PROBLEM STATEMENT
Go through the data below and copy it exactly, skipping every picture.

EXERCISE MATERIAL
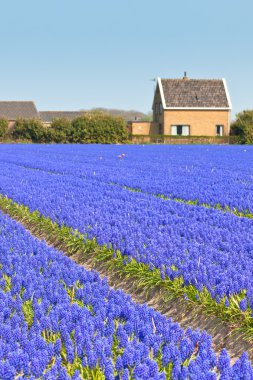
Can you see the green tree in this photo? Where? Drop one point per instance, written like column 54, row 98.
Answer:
column 97, row 127
column 60, row 129
column 31, row 129
column 243, row 127
column 3, row 128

RESULT BELOW
Can you see the green tree in this photo? Where? Drop one point per instance, written like column 54, row 98.
Answer:
column 97, row 127
column 60, row 129
column 31, row 129
column 243, row 127
column 3, row 128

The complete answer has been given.